Short problem
Copy exactly the lines from the one containing "Mark the keychain" through the last line of the records, both included, and nothing more.

Data for processing
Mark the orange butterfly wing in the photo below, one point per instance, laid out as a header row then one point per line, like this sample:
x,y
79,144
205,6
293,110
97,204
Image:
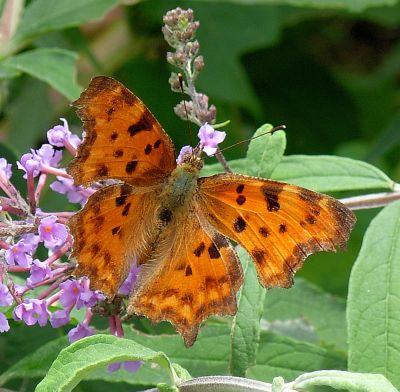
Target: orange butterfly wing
x,y
195,273
278,224
109,233
123,139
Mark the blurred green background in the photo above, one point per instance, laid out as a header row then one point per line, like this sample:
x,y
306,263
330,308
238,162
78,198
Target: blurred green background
x,y
328,70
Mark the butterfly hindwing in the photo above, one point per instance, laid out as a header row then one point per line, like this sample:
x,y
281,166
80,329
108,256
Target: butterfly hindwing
x,y
194,273
109,232
278,224
123,139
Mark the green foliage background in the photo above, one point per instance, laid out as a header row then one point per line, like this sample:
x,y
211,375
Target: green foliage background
x,y
328,70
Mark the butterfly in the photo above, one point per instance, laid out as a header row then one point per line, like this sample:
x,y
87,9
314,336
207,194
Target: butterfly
x,y
178,225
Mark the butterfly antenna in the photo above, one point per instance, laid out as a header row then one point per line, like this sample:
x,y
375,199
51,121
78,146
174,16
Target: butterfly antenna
x,y
180,78
271,131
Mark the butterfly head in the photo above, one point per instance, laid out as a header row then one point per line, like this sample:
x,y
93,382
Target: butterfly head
x,y
191,156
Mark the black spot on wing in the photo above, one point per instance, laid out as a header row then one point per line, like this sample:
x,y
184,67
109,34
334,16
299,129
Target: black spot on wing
x,y
142,125
130,167
199,250
125,211
239,225
213,252
271,196
241,199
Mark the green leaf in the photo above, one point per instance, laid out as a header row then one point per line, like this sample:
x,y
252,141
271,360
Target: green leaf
x,y
324,173
245,332
51,65
374,299
7,72
265,152
237,166
79,359
208,356
353,5
43,16
288,358
305,302
355,382
36,364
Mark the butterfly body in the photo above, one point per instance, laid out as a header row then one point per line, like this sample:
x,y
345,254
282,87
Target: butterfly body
x,y
178,190
176,225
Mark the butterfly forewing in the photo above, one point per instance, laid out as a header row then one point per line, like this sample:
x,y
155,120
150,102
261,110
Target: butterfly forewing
x,y
194,273
277,223
109,232
123,139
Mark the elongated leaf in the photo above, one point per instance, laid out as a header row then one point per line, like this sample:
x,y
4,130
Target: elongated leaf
x,y
36,364
265,152
82,357
373,310
245,332
288,358
306,302
353,5
51,65
42,16
324,173
7,72
355,382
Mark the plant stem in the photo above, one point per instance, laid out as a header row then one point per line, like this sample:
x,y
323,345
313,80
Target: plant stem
x,y
373,200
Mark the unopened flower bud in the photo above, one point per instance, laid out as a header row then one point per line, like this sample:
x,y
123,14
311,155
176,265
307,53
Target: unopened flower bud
x,y
174,82
198,64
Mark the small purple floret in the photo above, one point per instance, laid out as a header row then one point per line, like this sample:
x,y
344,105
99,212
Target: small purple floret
x,y
6,298
75,194
32,311
184,150
39,272
59,318
4,326
53,234
79,332
77,292
29,165
21,252
5,169
210,138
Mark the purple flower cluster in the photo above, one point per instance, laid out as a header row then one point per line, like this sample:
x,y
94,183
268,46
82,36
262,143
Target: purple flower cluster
x,y
30,229
209,140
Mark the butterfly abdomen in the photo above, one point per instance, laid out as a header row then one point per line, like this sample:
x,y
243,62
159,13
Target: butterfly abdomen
x,y
177,192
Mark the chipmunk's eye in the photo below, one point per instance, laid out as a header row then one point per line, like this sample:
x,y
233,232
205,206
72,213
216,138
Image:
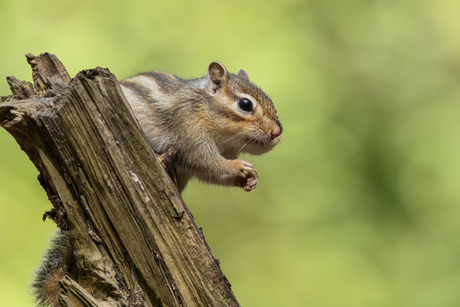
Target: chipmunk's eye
x,y
245,104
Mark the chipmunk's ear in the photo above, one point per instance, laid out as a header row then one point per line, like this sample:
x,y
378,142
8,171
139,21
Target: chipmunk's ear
x,y
218,76
243,74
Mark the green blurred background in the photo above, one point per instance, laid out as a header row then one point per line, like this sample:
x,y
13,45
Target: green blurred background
x,y
360,204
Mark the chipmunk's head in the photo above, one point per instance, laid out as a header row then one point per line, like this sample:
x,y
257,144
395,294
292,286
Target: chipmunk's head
x,y
250,121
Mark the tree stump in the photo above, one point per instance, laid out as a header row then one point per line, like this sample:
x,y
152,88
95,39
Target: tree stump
x,y
134,240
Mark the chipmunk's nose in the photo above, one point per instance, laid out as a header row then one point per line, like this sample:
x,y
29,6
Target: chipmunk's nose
x,y
275,132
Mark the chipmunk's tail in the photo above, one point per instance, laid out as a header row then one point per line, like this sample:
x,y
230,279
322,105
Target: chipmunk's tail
x,y
56,262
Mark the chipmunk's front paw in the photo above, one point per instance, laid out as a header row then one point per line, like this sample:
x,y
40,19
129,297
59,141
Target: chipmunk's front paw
x,y
247,176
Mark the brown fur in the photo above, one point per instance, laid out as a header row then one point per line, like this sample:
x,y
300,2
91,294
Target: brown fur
x,y
202,120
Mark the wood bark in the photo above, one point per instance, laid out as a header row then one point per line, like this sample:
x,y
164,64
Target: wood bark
x,y
133,238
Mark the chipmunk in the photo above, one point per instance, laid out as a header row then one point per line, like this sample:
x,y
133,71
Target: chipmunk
x,y
209,121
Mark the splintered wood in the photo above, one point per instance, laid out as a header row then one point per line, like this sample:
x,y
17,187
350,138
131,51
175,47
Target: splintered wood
x,y
134,241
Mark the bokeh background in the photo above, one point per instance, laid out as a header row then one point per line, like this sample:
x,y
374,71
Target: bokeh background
x,y
360,204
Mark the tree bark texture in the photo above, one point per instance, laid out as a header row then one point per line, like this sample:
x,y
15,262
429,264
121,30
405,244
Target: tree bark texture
x,y
133,238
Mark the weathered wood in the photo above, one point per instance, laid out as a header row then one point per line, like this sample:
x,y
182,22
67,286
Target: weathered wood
x,y
133,238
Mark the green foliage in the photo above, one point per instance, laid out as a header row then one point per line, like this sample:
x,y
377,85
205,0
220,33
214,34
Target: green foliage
x,y
359,206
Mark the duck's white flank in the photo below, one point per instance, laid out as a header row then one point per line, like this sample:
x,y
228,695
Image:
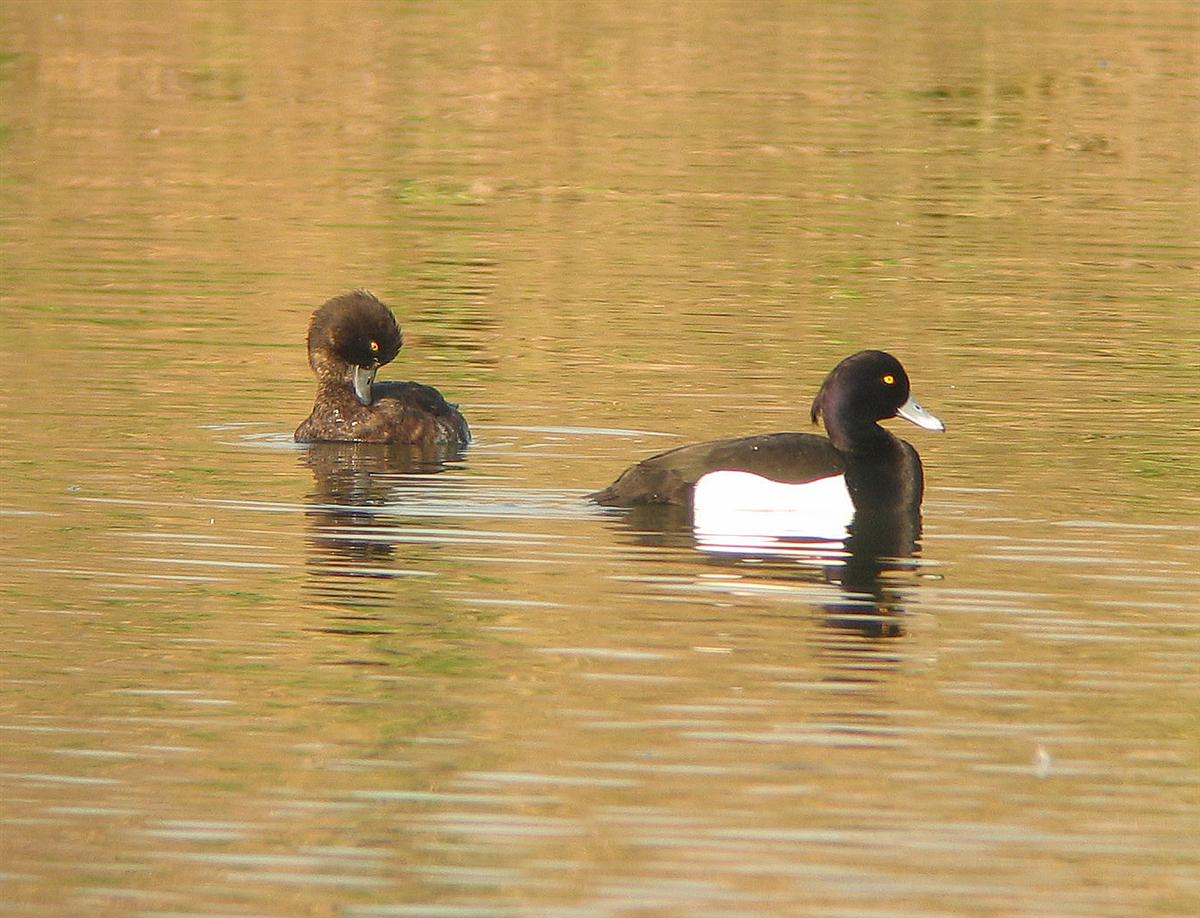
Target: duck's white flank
x,y
742,504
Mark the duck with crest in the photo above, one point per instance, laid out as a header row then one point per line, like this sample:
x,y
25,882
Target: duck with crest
x,y
349,339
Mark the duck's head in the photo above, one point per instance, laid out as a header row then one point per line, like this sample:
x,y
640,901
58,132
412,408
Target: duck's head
x,y
867,388
349,339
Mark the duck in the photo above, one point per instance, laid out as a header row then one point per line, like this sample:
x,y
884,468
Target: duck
x,y
349,339
859,468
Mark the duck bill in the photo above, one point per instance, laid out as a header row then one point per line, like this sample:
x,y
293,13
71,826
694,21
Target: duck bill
x,y
912,412
364,378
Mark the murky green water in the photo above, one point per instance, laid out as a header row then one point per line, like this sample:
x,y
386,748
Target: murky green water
x,y
243,678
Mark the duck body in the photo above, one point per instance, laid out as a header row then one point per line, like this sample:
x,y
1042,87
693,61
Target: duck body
x,y
875,471
349,339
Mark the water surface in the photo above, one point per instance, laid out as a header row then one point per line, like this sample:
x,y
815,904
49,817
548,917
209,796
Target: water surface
x,y
247,678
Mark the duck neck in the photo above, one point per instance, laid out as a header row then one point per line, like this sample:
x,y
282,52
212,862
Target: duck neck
x,y
856,436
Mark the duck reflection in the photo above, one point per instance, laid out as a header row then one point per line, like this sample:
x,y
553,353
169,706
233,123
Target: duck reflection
x,y
351,550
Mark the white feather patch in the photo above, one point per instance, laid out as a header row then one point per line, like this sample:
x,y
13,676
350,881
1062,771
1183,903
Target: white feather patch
x,y
738,510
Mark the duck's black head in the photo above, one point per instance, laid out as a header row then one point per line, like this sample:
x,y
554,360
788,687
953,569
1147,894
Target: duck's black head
x,y
349,339
863,389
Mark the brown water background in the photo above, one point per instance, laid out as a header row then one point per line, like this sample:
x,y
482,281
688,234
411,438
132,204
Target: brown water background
x,y
245,679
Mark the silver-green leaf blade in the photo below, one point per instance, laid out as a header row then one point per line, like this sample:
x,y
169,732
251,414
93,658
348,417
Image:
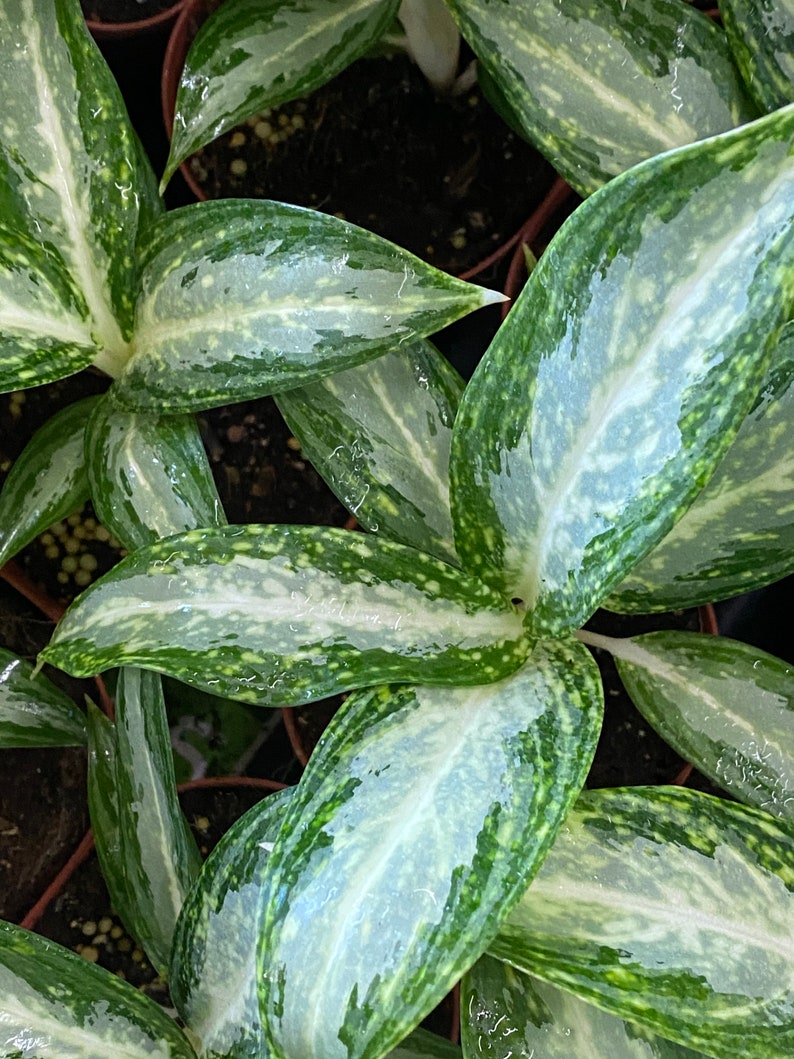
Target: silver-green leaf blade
x,y
149,474
380,435
49,480
505,1009
33,711
739,533
421,817
624,371
600,86
242,298
672,910
761,37
213,970
723,705
278,615
55,1003
254,54
76,187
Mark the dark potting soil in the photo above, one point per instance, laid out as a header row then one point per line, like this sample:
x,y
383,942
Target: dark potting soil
x,y
443,177
123,11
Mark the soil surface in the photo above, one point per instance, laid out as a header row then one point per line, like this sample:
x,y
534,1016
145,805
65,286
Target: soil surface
x,y
443,177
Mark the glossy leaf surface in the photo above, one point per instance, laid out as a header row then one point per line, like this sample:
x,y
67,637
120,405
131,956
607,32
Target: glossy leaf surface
x,y
421,817
213,971
74,186
33,711
278,615
55,1003
254,54
48,482
508,1012
380,435
600,85
761,36
242,298
670,909
739,533
618,379
149,474
723,705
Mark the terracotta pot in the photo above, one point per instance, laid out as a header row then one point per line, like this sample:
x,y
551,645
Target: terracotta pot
x,y
119,31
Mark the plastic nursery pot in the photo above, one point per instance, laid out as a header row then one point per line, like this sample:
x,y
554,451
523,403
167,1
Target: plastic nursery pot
x,y
443,177
152,16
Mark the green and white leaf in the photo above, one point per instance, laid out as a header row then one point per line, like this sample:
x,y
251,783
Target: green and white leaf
x,y
149,474
73,179
278,615
213,970
670,909
508,1012
739,533
422,814
761,37
723,705
55,1003
244,298
624,371
600,85
159,855
254,54
33,711
49,480
380,435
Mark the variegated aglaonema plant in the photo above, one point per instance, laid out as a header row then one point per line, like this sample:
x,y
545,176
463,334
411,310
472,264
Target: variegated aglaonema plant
x,y
624,443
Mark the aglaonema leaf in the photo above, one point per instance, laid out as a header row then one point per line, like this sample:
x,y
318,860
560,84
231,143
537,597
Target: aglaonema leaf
x,y
254,54
421,815
623,373
244,298
739,533
380,435
33,711
723,705
600,86
506,1011
49,480
278,615
149,474
213,970
55,1003
670,909
75,189
761,37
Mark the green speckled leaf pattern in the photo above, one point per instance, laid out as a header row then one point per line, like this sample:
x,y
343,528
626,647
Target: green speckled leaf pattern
x,y
506,1012
149,474
49,480
280,615
380,435
158,853
244,298
253,54
600,85
723,705
213,970
670,909
739,533
33,711
625,369
55,1003
761,37
73,177
422,813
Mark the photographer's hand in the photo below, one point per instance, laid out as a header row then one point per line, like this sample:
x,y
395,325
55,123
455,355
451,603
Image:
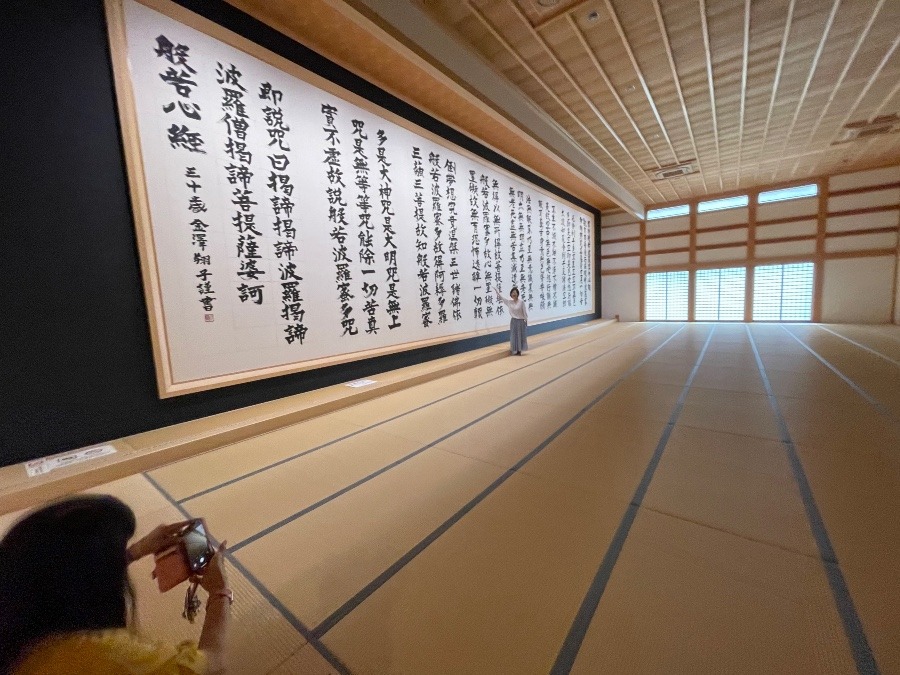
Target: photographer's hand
x,y
162,536
218,611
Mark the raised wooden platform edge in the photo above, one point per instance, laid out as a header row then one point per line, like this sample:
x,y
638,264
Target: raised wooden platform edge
x,y
152,449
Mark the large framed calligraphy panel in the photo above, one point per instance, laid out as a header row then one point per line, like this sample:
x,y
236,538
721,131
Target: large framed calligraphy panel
x,y
285,223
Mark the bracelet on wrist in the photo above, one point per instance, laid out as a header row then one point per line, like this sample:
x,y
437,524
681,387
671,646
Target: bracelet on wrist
x,y
226,593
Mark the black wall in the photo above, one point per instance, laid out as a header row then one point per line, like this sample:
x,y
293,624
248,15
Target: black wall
x,y
76,364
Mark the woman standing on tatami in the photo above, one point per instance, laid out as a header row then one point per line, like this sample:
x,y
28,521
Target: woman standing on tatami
x,y
518,322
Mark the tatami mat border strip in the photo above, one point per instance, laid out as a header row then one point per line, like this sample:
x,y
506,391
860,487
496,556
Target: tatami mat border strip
x,y
336,616
878,405
859,644
259,586
565,659
312,507
285,460
860,345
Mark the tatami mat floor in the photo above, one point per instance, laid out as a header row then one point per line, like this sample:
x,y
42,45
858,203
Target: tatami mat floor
x,y
639,498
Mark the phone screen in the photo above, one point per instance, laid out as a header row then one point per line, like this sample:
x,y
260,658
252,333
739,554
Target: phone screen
x,y
197,546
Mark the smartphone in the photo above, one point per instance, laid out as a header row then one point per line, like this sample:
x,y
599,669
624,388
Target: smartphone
x,y
197,547
189,556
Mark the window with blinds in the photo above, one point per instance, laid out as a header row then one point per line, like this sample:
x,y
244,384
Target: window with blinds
x,y
719,294
666,296
783,292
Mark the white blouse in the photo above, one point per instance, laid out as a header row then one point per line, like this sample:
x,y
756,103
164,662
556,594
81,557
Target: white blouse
x,y
516,307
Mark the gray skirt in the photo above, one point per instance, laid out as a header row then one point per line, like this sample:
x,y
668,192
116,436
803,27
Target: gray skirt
x,y
518,341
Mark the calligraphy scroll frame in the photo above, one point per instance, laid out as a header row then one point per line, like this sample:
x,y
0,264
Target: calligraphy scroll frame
x,y
167,385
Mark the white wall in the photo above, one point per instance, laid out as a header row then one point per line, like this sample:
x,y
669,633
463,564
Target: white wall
x,y
858,290
620,294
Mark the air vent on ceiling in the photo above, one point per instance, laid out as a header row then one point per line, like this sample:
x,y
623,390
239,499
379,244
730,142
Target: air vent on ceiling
x,y
883,124
672,171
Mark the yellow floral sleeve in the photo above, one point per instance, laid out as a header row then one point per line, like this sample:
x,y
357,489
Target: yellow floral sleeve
x,y
115,652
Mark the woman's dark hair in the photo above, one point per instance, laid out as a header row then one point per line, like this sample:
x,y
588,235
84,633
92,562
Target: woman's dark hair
x,y
63,568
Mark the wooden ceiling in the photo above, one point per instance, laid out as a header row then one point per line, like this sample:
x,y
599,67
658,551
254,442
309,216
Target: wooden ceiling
x,y
750,92
747,92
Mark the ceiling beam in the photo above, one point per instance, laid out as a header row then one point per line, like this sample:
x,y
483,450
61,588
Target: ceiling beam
x,y
430,38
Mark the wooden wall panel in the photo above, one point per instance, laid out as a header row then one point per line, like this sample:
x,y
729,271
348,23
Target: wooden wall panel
x,y
855,217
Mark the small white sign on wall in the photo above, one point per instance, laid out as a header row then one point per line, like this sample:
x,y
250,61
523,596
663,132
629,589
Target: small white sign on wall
x,y
39,467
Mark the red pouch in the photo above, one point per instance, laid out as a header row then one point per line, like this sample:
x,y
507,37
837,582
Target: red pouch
x,y
171,567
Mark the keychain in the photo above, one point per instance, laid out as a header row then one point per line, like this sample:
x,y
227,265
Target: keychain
x,y
191,603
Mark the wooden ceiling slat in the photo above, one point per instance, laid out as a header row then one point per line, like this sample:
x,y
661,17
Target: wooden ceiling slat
x,y
776,81
565,71
640,76
812,70
502,40
612,90
712,91
840,80
762,99
671,60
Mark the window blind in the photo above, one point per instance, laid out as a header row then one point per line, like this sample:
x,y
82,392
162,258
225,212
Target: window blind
x,y
783,292
666,296
719,294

Answer to the task
Mark the keychain in the photo above, one point per instance, laid out as a header row then one point per line, like this sample:
x,y
227,265
Target: keychain
x,y
191,603
Mark the wooden ceiling slat in the photo above, one point per instance, laid out as a header row then one point per line, like this sample:
x,y
661,17
Target: wooden ceiling slat
x,y
776,81
565,71
640,76
812,70
502,40
612,90
712,91
840,80
762,99
671,60
Mark the window blind in the photo above, one point per instance, laid out as a header row then one point per line, like this sample:
x,y
82,392
162,258
225,212
Target: window blind
x,y
783,292
666,296
719,294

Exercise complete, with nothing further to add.